TASK GOAL → Look through the listing for the word "below". Copy each line that has it.

SOURCE DATA →
########
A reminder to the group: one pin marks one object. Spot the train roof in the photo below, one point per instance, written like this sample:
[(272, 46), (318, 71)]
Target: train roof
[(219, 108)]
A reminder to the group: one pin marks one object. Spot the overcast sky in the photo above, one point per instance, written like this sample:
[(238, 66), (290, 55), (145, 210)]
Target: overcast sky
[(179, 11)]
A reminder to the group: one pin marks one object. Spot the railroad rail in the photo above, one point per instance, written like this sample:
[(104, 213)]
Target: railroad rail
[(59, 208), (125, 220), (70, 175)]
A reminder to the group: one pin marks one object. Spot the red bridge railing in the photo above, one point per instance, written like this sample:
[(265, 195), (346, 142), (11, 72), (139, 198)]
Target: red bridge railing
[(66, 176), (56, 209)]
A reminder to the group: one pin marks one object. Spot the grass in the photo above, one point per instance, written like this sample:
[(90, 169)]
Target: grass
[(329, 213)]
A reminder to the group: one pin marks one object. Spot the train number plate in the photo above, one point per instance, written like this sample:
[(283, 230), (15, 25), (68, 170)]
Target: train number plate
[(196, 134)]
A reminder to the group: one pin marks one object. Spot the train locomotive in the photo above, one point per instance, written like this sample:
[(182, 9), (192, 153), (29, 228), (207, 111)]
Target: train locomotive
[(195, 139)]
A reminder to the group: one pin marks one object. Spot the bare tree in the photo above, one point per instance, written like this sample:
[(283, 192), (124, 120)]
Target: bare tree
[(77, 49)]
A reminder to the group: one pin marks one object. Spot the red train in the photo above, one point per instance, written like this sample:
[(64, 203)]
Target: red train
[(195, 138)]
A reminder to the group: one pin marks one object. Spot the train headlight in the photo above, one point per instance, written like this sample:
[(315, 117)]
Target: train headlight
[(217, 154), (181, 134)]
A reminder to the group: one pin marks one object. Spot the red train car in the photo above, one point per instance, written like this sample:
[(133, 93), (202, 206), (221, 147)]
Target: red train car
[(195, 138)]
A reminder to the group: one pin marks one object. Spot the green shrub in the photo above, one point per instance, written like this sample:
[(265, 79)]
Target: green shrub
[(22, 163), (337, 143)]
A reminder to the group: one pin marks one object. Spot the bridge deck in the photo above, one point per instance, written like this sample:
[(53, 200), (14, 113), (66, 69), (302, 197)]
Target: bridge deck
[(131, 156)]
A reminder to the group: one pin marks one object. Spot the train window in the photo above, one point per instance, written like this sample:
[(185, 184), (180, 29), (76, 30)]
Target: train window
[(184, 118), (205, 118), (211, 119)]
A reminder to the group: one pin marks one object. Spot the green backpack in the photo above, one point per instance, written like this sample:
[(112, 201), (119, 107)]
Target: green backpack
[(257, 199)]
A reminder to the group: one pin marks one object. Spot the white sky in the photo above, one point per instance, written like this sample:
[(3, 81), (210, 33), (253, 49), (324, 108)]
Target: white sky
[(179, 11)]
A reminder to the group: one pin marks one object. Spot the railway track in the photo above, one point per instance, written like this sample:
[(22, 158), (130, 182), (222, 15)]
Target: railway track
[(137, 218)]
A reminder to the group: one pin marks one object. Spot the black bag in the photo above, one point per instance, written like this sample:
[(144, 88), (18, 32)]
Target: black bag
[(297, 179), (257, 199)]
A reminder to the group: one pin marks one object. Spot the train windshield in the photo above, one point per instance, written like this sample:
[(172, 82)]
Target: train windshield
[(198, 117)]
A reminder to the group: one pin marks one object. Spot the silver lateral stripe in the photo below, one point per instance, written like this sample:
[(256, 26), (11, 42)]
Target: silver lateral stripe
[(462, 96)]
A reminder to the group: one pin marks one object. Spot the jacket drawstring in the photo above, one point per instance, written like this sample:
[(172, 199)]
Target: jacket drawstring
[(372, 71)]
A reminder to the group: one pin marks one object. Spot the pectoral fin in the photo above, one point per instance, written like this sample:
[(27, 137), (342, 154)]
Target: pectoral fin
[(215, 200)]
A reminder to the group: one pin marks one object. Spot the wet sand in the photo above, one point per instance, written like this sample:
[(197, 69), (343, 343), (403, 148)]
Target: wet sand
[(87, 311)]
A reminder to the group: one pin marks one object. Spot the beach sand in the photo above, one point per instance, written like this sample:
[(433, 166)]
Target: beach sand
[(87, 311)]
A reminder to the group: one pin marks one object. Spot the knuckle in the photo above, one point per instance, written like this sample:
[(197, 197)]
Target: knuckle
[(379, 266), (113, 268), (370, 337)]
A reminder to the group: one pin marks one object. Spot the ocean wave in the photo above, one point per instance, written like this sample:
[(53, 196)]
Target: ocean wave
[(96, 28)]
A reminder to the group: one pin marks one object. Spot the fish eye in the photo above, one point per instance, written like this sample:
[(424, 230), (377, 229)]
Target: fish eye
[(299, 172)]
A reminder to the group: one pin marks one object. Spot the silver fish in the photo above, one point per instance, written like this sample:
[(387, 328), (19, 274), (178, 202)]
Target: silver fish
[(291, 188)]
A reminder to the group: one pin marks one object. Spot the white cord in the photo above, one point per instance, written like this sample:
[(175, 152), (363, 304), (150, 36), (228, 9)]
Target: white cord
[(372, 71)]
########
SOLVED EXERCISE →
A reminder to the group: one pin marks one object. Spot the train roof in the photo below, one point per instance, written like this sample:
A reminder to the group: one pin marks one object. Spot the silver lateral stripe in the photo below, one point per instance, written like this sample:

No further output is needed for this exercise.